> _What is needed_:
Copy out every line below that contains the string "jacket". A line counts only if its capitalization matches.

* * * *

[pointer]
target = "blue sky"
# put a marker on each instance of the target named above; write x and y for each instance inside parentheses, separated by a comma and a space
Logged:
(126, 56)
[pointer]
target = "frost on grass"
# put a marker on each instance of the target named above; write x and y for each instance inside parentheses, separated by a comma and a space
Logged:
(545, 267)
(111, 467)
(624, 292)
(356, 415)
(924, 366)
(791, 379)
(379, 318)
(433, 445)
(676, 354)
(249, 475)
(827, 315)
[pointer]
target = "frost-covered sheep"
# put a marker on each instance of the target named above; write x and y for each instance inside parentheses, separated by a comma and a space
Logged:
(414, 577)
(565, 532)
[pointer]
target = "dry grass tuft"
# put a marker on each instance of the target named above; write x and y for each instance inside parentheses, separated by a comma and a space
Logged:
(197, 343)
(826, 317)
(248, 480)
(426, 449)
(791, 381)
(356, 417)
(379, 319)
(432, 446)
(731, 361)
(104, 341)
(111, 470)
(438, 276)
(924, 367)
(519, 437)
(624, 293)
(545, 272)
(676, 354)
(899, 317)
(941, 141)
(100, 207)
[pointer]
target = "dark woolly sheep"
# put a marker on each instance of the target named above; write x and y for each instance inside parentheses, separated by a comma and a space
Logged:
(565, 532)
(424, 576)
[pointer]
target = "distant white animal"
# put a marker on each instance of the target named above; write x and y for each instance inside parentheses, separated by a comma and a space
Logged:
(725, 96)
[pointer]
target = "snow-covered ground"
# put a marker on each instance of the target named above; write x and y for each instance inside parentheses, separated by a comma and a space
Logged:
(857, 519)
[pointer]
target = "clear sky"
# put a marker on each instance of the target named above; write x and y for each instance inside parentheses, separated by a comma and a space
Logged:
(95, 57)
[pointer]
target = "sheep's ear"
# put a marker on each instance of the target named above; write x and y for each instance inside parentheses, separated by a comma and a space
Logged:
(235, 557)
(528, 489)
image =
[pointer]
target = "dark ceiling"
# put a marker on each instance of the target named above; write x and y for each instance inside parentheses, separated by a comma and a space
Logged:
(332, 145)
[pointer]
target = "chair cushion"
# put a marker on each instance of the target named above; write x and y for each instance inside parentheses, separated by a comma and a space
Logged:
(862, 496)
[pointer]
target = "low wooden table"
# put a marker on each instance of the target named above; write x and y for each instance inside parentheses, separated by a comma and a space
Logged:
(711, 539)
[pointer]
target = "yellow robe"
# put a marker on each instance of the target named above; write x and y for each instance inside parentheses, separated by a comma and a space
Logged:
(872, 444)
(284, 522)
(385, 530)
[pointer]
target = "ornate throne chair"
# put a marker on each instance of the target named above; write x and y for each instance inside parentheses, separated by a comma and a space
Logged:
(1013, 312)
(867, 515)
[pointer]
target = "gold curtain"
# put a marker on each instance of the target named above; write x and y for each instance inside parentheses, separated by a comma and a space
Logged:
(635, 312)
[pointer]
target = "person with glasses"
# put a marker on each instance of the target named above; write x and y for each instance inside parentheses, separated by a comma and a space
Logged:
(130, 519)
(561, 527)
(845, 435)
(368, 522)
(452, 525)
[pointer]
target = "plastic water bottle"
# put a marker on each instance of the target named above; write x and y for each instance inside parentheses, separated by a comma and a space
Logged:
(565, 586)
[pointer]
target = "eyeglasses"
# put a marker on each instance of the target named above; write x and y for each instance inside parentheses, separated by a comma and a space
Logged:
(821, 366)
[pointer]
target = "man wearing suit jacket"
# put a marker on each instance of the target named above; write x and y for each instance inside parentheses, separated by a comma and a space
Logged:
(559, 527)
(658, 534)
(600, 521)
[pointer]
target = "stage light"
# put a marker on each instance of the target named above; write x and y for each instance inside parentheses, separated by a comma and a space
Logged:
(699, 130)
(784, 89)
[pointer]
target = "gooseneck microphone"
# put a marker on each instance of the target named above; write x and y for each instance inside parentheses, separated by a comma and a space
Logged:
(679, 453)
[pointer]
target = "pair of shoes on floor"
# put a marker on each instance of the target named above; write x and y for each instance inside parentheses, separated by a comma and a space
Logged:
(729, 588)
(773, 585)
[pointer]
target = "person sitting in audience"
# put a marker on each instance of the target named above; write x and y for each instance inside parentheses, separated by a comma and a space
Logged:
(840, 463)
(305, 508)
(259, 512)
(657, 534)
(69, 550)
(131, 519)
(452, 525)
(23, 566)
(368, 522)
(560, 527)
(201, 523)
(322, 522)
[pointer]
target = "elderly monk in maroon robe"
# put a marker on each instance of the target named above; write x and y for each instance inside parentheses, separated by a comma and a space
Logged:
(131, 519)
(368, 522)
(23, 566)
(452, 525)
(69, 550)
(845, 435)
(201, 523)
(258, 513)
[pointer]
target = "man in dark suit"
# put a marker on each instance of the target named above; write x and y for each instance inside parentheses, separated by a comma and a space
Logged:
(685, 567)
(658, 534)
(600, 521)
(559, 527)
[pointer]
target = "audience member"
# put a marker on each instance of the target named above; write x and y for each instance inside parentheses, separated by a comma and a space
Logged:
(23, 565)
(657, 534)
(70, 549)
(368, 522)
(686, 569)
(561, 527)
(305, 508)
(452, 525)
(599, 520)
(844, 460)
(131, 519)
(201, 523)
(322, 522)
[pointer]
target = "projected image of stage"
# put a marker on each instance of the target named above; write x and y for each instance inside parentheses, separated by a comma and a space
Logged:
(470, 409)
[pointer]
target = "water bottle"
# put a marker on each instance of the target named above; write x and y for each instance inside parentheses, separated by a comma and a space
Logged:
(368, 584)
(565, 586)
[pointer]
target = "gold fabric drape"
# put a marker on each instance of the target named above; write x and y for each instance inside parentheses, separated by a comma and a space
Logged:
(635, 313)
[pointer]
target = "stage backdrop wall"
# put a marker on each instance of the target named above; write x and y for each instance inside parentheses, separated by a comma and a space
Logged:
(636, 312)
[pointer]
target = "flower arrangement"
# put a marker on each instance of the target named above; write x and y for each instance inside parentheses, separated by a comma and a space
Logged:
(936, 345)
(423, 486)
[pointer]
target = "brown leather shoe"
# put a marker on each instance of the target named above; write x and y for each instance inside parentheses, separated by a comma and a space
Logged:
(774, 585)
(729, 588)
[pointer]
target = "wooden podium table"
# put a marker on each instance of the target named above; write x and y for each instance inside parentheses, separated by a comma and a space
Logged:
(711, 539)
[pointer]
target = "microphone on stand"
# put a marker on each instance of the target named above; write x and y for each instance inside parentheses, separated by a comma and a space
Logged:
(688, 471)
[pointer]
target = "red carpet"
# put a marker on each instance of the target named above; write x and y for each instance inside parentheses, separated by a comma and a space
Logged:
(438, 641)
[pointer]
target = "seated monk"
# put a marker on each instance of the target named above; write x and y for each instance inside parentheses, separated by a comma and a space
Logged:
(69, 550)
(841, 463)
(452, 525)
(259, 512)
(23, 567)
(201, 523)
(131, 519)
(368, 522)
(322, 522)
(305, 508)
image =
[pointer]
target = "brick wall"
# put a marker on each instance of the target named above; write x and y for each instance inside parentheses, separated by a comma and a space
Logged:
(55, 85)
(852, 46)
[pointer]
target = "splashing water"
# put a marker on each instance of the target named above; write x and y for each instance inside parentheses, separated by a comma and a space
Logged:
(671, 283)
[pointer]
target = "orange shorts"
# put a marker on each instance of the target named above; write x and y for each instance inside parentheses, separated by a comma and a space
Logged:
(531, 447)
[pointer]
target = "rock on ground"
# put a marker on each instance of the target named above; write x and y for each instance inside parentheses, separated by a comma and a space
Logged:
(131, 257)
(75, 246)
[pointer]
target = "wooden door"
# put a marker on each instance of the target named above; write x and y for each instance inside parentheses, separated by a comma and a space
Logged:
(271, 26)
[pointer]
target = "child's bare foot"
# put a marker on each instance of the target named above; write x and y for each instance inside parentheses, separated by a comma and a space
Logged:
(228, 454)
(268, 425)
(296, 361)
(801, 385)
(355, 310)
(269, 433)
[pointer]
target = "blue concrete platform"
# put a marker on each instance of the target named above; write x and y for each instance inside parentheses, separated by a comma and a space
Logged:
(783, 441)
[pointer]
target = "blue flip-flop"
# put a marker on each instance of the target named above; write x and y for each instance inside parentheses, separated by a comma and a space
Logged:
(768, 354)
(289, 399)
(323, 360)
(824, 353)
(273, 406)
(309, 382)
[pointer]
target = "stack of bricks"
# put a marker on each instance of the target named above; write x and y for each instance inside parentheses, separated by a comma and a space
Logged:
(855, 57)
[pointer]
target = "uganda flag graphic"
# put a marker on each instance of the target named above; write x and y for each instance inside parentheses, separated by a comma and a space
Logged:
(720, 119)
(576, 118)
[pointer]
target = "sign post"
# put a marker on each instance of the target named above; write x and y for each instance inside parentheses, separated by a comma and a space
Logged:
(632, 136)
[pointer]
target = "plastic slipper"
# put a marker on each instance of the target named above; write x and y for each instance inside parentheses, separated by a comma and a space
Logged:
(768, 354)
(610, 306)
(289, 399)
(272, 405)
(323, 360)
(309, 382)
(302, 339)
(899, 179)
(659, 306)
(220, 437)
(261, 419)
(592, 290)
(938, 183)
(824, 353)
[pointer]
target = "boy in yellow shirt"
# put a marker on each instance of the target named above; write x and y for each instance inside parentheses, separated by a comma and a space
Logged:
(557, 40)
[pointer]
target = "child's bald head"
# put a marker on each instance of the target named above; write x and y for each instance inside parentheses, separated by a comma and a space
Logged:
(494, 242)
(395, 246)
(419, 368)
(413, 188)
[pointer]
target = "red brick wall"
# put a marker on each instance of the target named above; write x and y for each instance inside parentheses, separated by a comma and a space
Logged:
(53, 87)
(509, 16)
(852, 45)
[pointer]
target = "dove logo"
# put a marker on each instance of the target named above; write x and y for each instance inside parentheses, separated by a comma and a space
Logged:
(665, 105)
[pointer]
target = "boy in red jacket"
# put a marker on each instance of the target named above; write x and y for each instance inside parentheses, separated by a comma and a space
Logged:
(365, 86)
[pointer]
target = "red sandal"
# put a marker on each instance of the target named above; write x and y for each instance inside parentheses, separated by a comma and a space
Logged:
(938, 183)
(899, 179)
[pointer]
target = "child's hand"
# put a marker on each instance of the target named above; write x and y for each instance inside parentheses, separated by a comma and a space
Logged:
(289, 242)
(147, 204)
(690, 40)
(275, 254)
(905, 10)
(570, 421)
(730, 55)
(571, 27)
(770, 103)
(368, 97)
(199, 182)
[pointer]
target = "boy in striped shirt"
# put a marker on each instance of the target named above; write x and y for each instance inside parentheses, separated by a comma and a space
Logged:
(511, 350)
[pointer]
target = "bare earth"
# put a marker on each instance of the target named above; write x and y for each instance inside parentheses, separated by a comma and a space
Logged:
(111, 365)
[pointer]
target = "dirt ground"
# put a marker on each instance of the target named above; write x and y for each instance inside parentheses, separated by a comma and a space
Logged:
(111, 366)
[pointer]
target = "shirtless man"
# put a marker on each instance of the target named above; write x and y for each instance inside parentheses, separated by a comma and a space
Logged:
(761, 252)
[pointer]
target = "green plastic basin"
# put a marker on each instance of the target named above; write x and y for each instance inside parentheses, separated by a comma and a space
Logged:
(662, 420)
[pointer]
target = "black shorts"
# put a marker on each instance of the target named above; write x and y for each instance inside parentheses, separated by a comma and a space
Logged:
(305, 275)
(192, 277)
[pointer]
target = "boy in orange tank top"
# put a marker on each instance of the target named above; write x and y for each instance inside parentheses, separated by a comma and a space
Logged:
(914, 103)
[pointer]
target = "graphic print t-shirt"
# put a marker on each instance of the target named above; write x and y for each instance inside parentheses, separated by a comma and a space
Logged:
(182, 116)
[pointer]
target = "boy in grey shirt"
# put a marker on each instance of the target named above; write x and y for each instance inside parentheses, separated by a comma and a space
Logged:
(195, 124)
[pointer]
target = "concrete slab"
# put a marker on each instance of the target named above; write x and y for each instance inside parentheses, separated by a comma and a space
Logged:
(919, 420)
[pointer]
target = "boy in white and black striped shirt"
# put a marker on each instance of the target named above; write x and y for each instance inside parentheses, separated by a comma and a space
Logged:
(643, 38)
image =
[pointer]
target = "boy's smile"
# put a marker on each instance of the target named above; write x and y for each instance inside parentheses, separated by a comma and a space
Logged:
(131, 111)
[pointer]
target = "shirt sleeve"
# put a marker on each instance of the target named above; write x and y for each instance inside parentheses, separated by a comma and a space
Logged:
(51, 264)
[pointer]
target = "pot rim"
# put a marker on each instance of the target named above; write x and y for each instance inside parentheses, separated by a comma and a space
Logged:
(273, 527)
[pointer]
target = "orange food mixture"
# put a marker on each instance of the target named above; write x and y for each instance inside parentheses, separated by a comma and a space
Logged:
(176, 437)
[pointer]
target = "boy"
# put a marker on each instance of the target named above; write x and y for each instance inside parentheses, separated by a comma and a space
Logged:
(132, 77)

* * * *

> _Final result_:
target = "man wearing suit jacket"
target = "boy in red jacket"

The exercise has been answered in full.